Render every entry verbatim.

Point-based annotation data -
──────────

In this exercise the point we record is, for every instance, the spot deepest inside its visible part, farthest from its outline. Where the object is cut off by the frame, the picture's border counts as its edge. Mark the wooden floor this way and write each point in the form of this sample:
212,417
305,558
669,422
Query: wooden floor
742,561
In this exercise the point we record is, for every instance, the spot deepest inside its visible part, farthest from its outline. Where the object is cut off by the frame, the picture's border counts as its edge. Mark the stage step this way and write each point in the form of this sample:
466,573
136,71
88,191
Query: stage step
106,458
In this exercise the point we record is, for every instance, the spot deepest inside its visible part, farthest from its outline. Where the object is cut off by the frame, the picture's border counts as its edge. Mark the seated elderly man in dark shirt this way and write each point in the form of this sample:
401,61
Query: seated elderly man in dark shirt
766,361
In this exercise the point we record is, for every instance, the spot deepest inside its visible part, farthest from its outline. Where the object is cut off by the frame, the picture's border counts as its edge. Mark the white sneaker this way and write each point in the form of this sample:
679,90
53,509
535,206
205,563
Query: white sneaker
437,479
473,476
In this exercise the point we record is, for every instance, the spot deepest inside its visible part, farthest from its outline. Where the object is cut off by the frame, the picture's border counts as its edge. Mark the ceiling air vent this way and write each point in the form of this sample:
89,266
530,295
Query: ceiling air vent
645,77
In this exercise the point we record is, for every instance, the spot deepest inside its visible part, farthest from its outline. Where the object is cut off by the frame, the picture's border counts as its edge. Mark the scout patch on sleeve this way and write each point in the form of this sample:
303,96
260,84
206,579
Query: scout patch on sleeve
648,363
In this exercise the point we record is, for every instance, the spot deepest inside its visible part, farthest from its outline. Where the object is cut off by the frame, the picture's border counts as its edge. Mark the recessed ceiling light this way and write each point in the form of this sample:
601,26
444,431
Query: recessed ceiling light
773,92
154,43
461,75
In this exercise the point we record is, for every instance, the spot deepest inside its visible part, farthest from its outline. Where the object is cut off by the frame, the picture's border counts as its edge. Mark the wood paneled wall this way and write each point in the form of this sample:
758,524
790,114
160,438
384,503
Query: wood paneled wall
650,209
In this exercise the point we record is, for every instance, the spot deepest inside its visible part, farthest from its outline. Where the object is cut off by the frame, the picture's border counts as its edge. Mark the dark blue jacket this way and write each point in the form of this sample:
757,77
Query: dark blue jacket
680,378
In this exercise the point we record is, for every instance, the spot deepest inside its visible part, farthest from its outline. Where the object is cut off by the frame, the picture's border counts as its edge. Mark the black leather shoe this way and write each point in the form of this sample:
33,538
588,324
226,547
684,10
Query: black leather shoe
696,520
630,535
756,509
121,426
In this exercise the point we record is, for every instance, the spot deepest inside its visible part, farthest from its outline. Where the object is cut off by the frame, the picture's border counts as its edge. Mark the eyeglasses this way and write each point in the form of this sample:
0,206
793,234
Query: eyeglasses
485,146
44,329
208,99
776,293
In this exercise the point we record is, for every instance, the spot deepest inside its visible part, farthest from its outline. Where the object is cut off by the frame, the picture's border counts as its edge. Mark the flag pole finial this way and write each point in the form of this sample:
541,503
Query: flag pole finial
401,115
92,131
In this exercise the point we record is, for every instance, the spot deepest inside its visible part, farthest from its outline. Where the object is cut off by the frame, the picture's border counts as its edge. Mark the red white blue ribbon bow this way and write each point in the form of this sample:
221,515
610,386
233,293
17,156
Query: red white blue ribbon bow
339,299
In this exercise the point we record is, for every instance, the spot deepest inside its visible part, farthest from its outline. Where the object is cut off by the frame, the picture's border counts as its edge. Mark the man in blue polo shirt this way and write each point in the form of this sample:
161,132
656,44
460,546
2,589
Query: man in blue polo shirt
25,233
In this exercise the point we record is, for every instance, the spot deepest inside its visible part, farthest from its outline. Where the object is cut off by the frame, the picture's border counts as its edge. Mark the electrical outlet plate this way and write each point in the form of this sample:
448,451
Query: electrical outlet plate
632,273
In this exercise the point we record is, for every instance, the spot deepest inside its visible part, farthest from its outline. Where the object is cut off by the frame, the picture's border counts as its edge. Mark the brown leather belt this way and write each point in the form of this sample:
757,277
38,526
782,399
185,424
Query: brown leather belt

──────────

Complete response -
In this exercise the point we record is, for every instance, the spot deepest inside its visible part, farthest from its outline. Where the object is cut off by the frame, the picture's border counts as its edge. Mark the wooden floor this way and write each point in the form of this sample:
212,417
305,558
669,422
Query: wooden floor
742,561
In this exercise the point we record is, for every instance, the spot deepest inside its visible part, farthest from its outline. Where the object is cut off by the frame, the picture's border counts as its edge. Mark the stage step this way and write each point in the form of this sample:
466,573
136,71
88,191
Query: stage step
106,458
In this exercise the point we record is, for every instance, the spot deepest inside its visible part, farthest from its outline. Where the object is cut off by the frame, the picture's border counts as its edge. Mark the seated elderly man in dark shirt this way and write each point in the form of this sample:
401,61
Query: seated elderly man in dark shirt
766,361
In this exercise the point we record is, for every instance, the spot deepest inside its visible part, farthest from its outline. Where the object is cut off by the frame, the picture's border counts as its edge. Mark the white sneaker this way and write each point in the form of this sample:
679,90
53,509
535,206
205,563
Query: white sneaker
437,479
473,476
In this exercise the point we record is, for every instance, the spot deepest inside its visible part, farthest from its outline. Where the object is cut off by the frame, the picture's border counts as its edge. Mark the ceiling air vent this way and write each point in the form of this sample:
89,266
530,295
Query: ceiling air vent
645,77
In this exercise the point we record is, for every instance, the spot deepest inside its visible part, farthest from its outline. Where the object is cut off by the frame, the picture's border counts as its edge. Mark the scout patch on sleeve this way and write each point in the form of this sample:
303,96
260,84
206,579
Query: scout patch on sleeve
648,363
In this exercise the point we record is, for every instance, the spot deepest inside its visible part, farthest from its outline. Where the object is cut off by the frame, the picture's border counts as its edge. Mark the recessed ceiling light this way and write each point in the form of this sample:
601,26
444,431
Query: recessed ceiling light
773,92
154,43
461,75
In this exercise the point we record is, for every instance, the spot deepest inside its visible part, farthest from its outline. Where the object is cut off by the frame, the picture's border counts as its edge. Mark the wood paneled wall this way and write each point in the form of this sample:
758,524
790,114
160,438
384,503
Query: wood paneled wall
650,209
In this exercise the point we record is, for every instance, the spot deepest inside its visible part, farthest from its outline. Where the object is cut off by the frame, the picture's border counts as its edge. Mark the dark blue jacket this way and write each point in the form of this sample:
757,77
Query: dark blue jacket
680,378
In this exercise the point we record is, for every instance, the spot deepest inside its visible part, farthest from its outline. Where the object is cut off by the frame, the picture's border counts as its edge. Mark the black leather shoe this way and write each point in the form of this sample:
33,538
588,324
226,547
684,10
Query: black leather shoe
696,520
630,535
756,509
121,426
In this exercise the point we record is, for every instance, the spot deepest inside its visible part, farthest from its outline. Where the object is cut off by the frame, the picture's border counts as its edge. Mark the eyeglasses this way and write each point in the form of this sample:
0,206
793,234
Query: eyeglasses
485,146
44,329
208,99
776,293
In this exercise the point we record is, for every instance, the spot deepest inside its visible part, farthest from its outline. Where the object is cut off by the frame, the picture's border counts as its edge. Mark the flag pole finial this way and write each point in the form of this sample:
541,503
Query: flag pole finial
401,115
92,131
In this exercise the point we record is, for every instance, the spot deepest inside its visible part, farthest from its outline. Where the object is cut off by the frame, the picture's border counts as its edge. Mark the red white blue ribbon bow this way and write each point in the form of this sample:
221,515
610,386
233,293
17,156
Query: red white blue ribbon bow
339,299
In this exercise the point we record is, for every instance, the spot deepest inside its visible part, farthest from its outline. Where the object is cut off by the frame, the picture's border counts as its edge. Mark the man in blue polo shirt this way and write each point in the form of this sample:
161,132
656,44
460,546
2,589
Query: man in blue polo shirt
25,233
In this exercise the point we record is, for every instance, the spot deepest inside its visible part, farthest from its outline. Where the object is cut off by the frame, the picture's border counts as its edge. Mark the electrical outlet plate this way and write each point in the form of this sample:
448,451
Query: electrical outlet plate
632,273
In this exercise the point we record is, for every instance, the spot deepest inside its visible part, farthest from its outline. Where the object is cut off by the frame, the picture's border counts as its edge. Mark the brown leather belt this way and write each point in the form of this sample:
757,277
38,526
782,399
185,424
Query: brown leather belt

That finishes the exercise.